QUOTED PASSAGE –
As I listened, I was sharply reminded of my own shortcomings. My desire to fix everything. My focus on what was not done. And then my friend said the words I needed to hear- “I realize that I need to keep my ultimate focus on God in the midst of the unfinished.”
Yes. That was it. I need to have my eyes on Jesus rather than on the problem. To trust Him rather than fixate on what is wrong, I need to look at the whole situation. Notice what is right. Celebrate small victories. Dwell on the positive.
Paul says, “Whatever is true, whatever is honorable, whatever is just, whatever is pure, whatever is lovely, whatever is commendable, if there is any excellence, if there is anything worthy of praise, think about these things… practice these things and the God of peace will be with you.” Philippians 4:8, 9b.
When I fail to practice “these things,” peace eludes me. And when I dwell on what is imperfect, my dissatisfaction leads to a gnawing sense that somehow it’s my responsibility to fix the problem.
I constantly fight this tendency to focus on what’s not right in my own life. And more importantly, I have to fight this tendency in my parenting. I feel I need to fix all of my children’s weaknesses. Rather than entrusting them to a sovereign God, somehow I have decided that I need to make my children as perfect as possible. And, of course, I can see with absolute clarity everything they should do, could do, and haven’t done.
In my saner moments, I wonder why I expect everything to be perfect right now. Why don't I trust God with what I cannot see? Why does everything have to look finished today?
As I look at the life of Jesus, I see that He was completely content with the unfinished. Or what looked unfinished. As He was going to the cross, He could have looked around at the disciples, the people whom He had poured His life into, the people whom He was entrusting His ministry to, the people who knew Him best, and been dismayed. No one understood Him. Judas betrayed Him. Peter denied Him. And the other disciples ran away.
But Jesus knew this wasn’t the full picture. God was still working in the lives of these disciples even after Christ’s death. We are witnesses to their transformation in the pages of Scripture – how they were changed from fearful and often arrogant men in the Gospels, to fearless witnesses for Jesus in Acts, and to compassionate humble elders in their letters.
Jesus saw past appearances. He did not despair over the present. He trusted that God was working when no one else could see it. He trusted that God would use these frail, unpredictable, unreliable men to take the message of the gospel and turn the world upside down. He trusted God to do the work that God began.
This same God is working in my life now. And in the lives of my children. He is calling me to look to Him in every situation. And to look through the eyes of faith at what is happening around me and in me rather than through the lens of frustration or fear. He is asking me to be content with the unfinished and the imperfect, to celebrate the small victories, and to trust that He is working in them all.
I am ever grateful for God’s life-giving, sanctifying grace, for the greatest unfinished work in my life will always be me.

INSTRUCTIONS FOR THE TASK –
Decide whether each statement agrees with the reflection on the unfinished: (a) Peter betrayed Jesus; (b) the writer feels a need to fix all of the children's weaknesses; (c) the words from Paul are cited as Philippians 4:8, 9b. Answer yes or no for each, quoting the words of the reflection that settle it.

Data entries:
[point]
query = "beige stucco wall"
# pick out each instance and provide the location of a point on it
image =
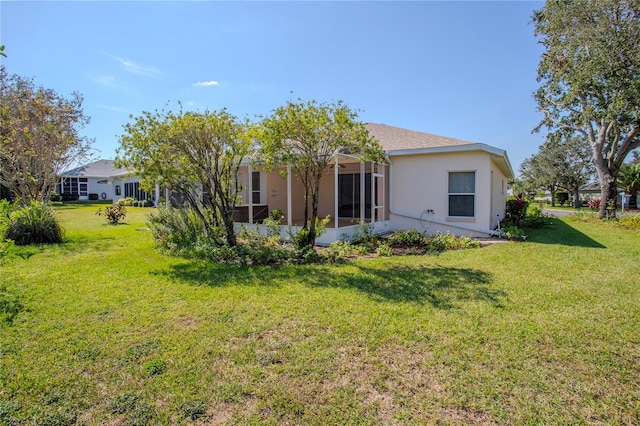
(420, 183)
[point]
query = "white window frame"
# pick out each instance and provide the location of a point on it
(453, 194)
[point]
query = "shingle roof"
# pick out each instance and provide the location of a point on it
(99, 169)
(396, 139)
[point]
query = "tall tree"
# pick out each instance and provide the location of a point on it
(39, 136)
(307, 136)
(574, 164)
(540, 171)
(189, 151)
(590, 78)
(629, 180)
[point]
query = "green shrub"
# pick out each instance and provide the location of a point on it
(630, 222)
(10, 306)
(384, 250)
(365, 236)
(561, 197)
(411, 237)
(193, 409)
(113, 213)
(122, 403)
(339, 251)
(6, 251)
(276, 215)
(34, 224)
(180, 230)
(514, 233)
(155, 367)
(260, 249)
(128, 201)
(534, 217)
(516, 210)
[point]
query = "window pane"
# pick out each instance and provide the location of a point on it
(461, 205)
(462, 182)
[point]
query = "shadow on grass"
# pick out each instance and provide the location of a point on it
(562, 233)
(437, 286)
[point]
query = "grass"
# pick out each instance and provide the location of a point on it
(111, 331)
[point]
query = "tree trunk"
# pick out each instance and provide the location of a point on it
(633, 200)
(607, 189)
(576, 197)
(314, 214)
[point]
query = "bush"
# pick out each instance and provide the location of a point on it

TASK OUTPUT –
(a) No: "Judas betrayed Him. Peter denied Him."
(b) Yes: "I feel I need to fix all of my children’s weaknesses."
(c) Yes: "Philippians 4:8, 9b."